**YOUR TASKS:**
- A) Transcribe the stretch of the Ruby scalability post from "In my understanding" through "Distributed Ruby (DRb).".
- B) Show every line in the entries that contains the word "green".

**PAGE EXTRACT:**
____________
Hi there,

I plan to do a fairly large (how large depends on the commercial
success) project that will be programmed completely in Ruby. I can't
talk about the specifics right now, but to give you an idea it will be
something like David Heinemeier Hansson's Basecamp except that it will
not have anything to do with project management, so no direct
competition (it will be completely german project anyway). If I remember 
correctly I read somewhere in his blog that basecamp is a medium sized 
project, so
when I say -large- project I actually mean a project which will start
out small and depending on the commercial success could get a very large 
user base. At least that is what I am hoping for :) It could of course 
completely fail, only time will tell.

I would like to ask a couple of questions on the scalability of these
kinds of web projects. I was thinking of writing to David directly but I
was hoping that if he (and others with that kind of experience) answers
my questions on the list everybody could profit from that.

Following are my conceptions of what I heard or have read about Ruby. If 
I am wrong with any of these, don't hesitate to correct me.

In my understanding the biggest problem in scaling Ruby (cpu wise) is 
that it doesn't have native thread support, yet. What this means in 
terms of a web application is that if you only have let's say 30 
concurrent users on a fairly new piece of Hardware this is not a 
problem. But what happens if your site suddenly gets very popular and 
you jump from 20 to 200 or even 2000 concurrent users? How do you scale 
such a web app? If you were to program this web app in Java or any other 
language which supports native threads you could simply throw more cpus 
and ram at it. I am thinking of a blade server here. The more users you 
get you simply stick another blade in your server and have your piece of 
mind. As I understand it you cannot do something like that with Ruby. 
Enter Distributed Ruby (DRb).

As Martin Fowler states in his first law of distributed object design: 
Don't distribute your objects!
____________
**EXTRACTED DATA:**
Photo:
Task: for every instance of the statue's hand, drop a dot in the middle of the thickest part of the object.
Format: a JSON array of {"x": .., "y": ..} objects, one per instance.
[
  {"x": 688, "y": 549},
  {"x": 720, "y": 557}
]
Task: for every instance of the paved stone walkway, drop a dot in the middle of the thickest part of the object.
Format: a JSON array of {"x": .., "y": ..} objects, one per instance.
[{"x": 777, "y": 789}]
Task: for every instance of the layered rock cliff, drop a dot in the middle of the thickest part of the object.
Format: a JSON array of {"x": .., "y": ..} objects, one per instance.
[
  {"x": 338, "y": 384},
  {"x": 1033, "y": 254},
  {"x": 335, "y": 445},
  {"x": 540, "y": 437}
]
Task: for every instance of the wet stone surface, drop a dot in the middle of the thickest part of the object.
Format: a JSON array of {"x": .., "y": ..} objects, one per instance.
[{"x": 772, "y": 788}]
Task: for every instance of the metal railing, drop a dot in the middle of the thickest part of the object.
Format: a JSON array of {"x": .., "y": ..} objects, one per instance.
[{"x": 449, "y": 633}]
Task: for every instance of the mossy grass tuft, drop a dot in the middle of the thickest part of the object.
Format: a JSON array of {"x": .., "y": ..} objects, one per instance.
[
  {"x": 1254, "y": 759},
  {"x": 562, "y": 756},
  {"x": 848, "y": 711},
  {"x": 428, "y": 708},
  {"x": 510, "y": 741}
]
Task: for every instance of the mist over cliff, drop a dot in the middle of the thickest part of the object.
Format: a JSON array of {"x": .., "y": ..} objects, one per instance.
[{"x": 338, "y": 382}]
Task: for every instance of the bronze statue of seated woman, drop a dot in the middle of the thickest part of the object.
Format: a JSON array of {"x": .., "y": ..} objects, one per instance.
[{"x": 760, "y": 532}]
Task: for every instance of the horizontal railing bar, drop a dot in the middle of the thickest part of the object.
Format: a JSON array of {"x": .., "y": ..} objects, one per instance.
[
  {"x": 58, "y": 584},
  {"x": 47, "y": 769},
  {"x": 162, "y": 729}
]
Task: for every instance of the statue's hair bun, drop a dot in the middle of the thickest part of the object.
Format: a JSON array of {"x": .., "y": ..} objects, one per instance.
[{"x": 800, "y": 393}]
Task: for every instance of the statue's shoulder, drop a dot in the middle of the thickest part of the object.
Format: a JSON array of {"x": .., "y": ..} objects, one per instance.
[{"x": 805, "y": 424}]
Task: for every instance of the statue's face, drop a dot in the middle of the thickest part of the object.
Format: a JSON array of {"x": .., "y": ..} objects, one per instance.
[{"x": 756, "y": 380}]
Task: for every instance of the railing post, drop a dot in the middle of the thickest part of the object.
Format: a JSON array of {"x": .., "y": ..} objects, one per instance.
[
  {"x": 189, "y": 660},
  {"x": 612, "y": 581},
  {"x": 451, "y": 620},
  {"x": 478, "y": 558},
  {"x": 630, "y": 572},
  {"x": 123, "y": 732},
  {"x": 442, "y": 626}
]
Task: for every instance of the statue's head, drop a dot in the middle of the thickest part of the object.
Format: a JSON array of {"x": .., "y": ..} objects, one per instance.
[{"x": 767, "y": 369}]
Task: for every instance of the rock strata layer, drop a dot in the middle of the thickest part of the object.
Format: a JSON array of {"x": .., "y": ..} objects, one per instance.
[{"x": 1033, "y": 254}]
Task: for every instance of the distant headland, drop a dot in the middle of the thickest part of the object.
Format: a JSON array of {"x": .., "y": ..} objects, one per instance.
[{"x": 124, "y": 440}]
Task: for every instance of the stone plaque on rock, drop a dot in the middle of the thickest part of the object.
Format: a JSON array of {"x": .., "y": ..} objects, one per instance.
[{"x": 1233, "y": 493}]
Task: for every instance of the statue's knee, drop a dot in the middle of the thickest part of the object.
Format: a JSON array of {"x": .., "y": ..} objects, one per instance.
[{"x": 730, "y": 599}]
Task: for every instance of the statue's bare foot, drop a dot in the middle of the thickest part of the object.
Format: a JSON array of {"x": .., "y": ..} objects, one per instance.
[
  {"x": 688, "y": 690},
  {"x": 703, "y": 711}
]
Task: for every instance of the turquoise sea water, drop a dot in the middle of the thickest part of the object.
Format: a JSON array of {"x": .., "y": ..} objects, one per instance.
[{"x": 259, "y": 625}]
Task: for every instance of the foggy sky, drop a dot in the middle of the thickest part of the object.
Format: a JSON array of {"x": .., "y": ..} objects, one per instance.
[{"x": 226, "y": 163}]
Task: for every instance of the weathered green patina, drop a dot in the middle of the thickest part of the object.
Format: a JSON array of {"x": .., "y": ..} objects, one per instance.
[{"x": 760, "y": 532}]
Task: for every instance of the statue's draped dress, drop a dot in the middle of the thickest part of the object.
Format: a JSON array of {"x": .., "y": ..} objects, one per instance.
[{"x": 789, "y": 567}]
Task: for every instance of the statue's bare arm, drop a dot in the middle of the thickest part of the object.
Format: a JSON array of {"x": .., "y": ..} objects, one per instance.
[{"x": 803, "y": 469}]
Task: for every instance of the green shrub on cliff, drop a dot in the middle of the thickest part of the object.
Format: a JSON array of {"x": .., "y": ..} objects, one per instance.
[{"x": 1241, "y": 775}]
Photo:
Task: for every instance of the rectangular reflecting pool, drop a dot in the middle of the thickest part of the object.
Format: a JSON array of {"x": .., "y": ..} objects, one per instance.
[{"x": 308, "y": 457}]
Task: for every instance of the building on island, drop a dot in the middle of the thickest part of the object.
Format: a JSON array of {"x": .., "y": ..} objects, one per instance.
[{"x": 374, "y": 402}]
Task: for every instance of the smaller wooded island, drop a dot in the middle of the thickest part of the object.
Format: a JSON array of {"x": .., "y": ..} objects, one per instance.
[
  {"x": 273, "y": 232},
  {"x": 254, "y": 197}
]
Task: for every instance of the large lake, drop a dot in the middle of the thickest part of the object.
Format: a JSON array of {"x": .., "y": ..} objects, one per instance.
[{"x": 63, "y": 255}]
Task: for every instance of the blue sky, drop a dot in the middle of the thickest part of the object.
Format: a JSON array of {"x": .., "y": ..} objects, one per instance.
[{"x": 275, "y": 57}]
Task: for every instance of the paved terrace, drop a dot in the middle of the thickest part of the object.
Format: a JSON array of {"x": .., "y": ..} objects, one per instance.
____________
**EXPECTED RESPONSES:**
- A)
In my understanding the biggest problem in scaling Ruby (cpu wise) is 
that it doesn't have native thread support, yet. What this means in 
terms of a web application is that if you only have let's say 30 
concurrent users on a fairly new piece of Hardware this is not a 
problem. But what happens if your site suddenly gets very popular and 
you jump from 20 to 200 or even 2000 concurrent users? How do you scale 
such a web app? If you were to program this web app in Java or any other 
language which supports native threads you could simply throw more cpus 
and ram at it. I am thinking of a blade server here. The more users you 
get you simply stick another blade in your server and have your piece of 
mind. As I understand it you cannot do something like that with Ruby. 
Enter Distributed Ruby (DRb).

- B)
Task: for every instance of the weathered green patina, drop a dot in the middle of the thickest part of the object.
Task: for every instance of the green shrub on cliff, drop a dot in the middle of the thickest part of the object.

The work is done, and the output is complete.